----- Task data

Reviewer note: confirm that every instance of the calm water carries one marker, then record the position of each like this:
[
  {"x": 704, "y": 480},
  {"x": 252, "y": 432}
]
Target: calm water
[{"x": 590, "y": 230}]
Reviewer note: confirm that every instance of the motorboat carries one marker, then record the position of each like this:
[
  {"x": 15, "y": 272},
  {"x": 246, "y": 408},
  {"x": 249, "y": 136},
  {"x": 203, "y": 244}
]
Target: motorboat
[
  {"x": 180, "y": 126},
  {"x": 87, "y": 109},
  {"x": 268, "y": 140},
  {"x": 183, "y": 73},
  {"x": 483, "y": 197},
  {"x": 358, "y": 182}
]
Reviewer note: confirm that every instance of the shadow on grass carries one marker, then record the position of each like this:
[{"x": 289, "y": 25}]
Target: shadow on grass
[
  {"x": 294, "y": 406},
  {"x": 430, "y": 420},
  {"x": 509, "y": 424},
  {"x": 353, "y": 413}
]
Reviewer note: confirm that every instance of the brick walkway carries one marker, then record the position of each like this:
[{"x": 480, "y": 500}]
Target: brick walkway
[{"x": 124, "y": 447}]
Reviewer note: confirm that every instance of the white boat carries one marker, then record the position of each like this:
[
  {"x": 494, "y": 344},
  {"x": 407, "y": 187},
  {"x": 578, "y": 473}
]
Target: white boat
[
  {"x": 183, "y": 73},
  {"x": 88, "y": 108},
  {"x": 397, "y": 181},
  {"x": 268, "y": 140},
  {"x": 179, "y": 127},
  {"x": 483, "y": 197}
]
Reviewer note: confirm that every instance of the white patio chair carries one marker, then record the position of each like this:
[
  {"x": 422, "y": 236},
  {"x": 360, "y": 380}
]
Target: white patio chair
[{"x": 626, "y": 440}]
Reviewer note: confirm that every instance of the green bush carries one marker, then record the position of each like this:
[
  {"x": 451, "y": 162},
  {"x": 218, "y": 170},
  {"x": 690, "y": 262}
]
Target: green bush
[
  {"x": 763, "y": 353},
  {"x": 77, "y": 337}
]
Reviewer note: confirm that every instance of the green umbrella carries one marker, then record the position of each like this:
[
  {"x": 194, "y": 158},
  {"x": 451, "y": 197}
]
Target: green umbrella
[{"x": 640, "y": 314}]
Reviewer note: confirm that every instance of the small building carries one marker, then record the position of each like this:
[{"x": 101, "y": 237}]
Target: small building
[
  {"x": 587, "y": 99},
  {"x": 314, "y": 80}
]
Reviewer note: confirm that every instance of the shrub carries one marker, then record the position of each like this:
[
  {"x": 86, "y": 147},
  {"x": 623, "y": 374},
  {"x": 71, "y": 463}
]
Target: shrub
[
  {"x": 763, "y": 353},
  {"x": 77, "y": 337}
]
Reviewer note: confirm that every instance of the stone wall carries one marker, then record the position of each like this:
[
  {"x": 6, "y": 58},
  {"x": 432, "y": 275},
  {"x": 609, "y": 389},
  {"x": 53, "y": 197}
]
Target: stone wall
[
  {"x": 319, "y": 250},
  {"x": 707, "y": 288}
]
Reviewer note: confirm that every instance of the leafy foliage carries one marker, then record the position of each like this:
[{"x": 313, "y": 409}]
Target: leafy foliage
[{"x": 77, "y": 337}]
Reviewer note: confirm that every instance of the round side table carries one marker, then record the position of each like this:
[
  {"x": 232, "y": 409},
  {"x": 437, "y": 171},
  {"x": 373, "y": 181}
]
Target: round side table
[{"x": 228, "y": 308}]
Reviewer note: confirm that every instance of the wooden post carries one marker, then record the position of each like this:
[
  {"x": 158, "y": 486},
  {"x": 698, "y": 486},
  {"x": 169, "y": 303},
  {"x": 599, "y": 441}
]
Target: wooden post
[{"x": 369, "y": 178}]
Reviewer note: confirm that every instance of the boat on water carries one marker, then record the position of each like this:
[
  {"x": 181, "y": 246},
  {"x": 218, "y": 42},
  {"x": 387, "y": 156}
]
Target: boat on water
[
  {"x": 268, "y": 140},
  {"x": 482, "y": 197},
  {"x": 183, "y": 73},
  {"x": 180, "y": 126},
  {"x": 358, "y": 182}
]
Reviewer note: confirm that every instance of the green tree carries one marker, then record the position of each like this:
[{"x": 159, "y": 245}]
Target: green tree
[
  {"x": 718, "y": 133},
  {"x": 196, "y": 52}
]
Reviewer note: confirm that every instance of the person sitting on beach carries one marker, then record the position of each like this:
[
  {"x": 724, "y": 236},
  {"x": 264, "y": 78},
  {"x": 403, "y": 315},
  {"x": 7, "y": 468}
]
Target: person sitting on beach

----------

• [Activity] Reproduce the data exactly. All of it is needed.

• [Solution for this exercise]
Reviewer note: confirm that every instance of the calm water carries one marker, then record the position of each like this:
[
  {"x": 704, "y": 480},
  {"x": 252, "y": 432}
]
Target: calm water
[{"x": 590, "y": 230}]
Reviewer note: confirm that every instance of the motorboat carries one marker, then record the position of each like this:
[
  {"x": 15, "y": 272},
  {"x": 246, "y": 408},
  {"x": 249, "y": 136},
  {"x": 203, "y": 244}
]
Target: motorboat
[
  {"x": 180, "y": 126},
  {"x": 87, "y": 109},
  {"x": 268, "y": 140},
  {"x": 183, "y": 73},
  {"x": 483, "y": 197},
  {"x": 358, "y": 182}
]
Reviewer note: confirm that every instance of the shadow on grass carries one marker, then record the position of each like this:
[{"x": 289, "y": 25}]
Target: shadow on grass
[
  {"x": 294, "y": 406},
  {"x": 430, "y": 420},
  {"x": 509, "y": 424},
  {"x": 353, "y": 413}
]
Reviewer note: confirm that every instance of the brick walkway carries one marker, then record the position of each like this:
[{"x": 480, "y": 500}]
Target: brick walkway
[{"x": 124, "y": 447}]
Reviewer note: confirm that every instance of the white boat carries one marker, then record the position of each like this:
[
  {"x": 494, "y": 344},
  {"x": 407, "y": 187},
  {"x": 578, "y": 473}
]
Target: white boat
[
  {"x": 183, "y": 73},
  {"x": 88, "y": 108},
  {"x": 397, "y": 181},
  {"x": 268, "y": 140},
  {"x": 179, "y": 127},
  {"x": 483, "y": 197}
]
Reviewer note: confirm that every instance of the white patio chair carries one marker, then record the position of each like this:
[
  {"x": 422, "y": 236},
  {"x": 360, "y": 380}
]
Target: white patio chair
[{"x": 626, "y": 440}]
Reviewer note: confirm that every instance of the green bush carries one marker, then record the position of each like this:
[
  {"x": 451, "y": 162},
  {"x": 218, "y": 170},
  {"x": 690, "y": 262}
]
Target: green bush
[
  {"x": 763, "y": 353},
  {"x": 77, "y": 337}
]
Reviewer note: confirm that every instance of the green umbrella carries one marker, then record the position of each like this:
[
  {"x": 194, "y": 158},
  {"x": 451, "y": 197}
]
Target: green umbrella
[{"x": 640, "y": 314}]
Reviewer note: confirm that every instance of the small building carries one marker, then record the position of each like this:
[{"x": 101, "y": 237}]
Target: small building
[
  {"x": 587, "y": 99},
  {"x": 314, "y": 80}
]
Reviewer note: confirm that every instance of the shrub carries one marker, then record the position of each like this:
[
  {"x": 86, "y": 147},
  {"x": 623, "y": 374},
  {"x": 71, "y": 463}
]
Target: shrub
[
  {"x": 763, "y": 353},
  {"x": 77, "y": 337}
]
Reviewer note: confirm that every instance of the stone wall carries one marker, then record the position of each like this:
[
  {"x": 6, "y": 58},
  {"x": 432, "y": 275},
  {"x": 609, "y": 389},
  {"x": 53, "y": 197}
]
Target: stone wall
[
  {"x": 319, "y": 250},
  {"x": 707, "y": 288}
]
Reviewer note: confirm that every instance of the leafy foliage carries one marker, then record the position of each like this:
[{"x": 313, "y": 409}]
Target: leafy foliage
[{"x": 77, "y": 337}]
Reviewer note: confirm that every instance of the round side table carries one marker, then record the position of each like this:
[
  {"x": 232, "y": 409},
  {"x": 437, "y": 171},
  {"x": 373, "y": 181}
]
Target: round side table
[{"x": 228, "y": 308}]
Reviewer note: confirm that every instance of the wooden post carries one marker, then record the position of each like this:
[
  {"x": 158, "y": 486},
  {"x": 698, "y": 486},
  {"x": 169, "y": 303},
  {"x": 599, "y": 441}
]
Target: wooden post
[{"x": 369, "y": 178}]
Reviewer note: confirm that every instance of the boat on water carries one marker, then record the position of each like this:
[
  {"x": 181, "y": 246},
  {"x": 218, "y": 42},
  {"x": 387, "y": 156}
]
Target: boat on water
[
  {"x": 268, "y": 140},
  {"x": 482, "y": 197},
  {"x": 183, "y": 73},
  {"x": 180, "y": 126},
  {"x": 358, "y": 182}
]
Reviewer note: confirm that every instance of the green tree carries one marker, then record the position of each like this:
[{"x": 159, "y": 245}]
Target: green tree
[
  {"x": 718, "y": 133},
  {"x": 196, "y": 52}
]
Reviewer note: confirm that every instance of the person sitting on beach carries one marker, then record the position of each like this:
[
  {"x": 724, "y": 236},
  {"x": 264, "y": 78},
  {"x": 403, "y": 315},
  {"x": 7, "y": 468}
]
Target: person sitting on beach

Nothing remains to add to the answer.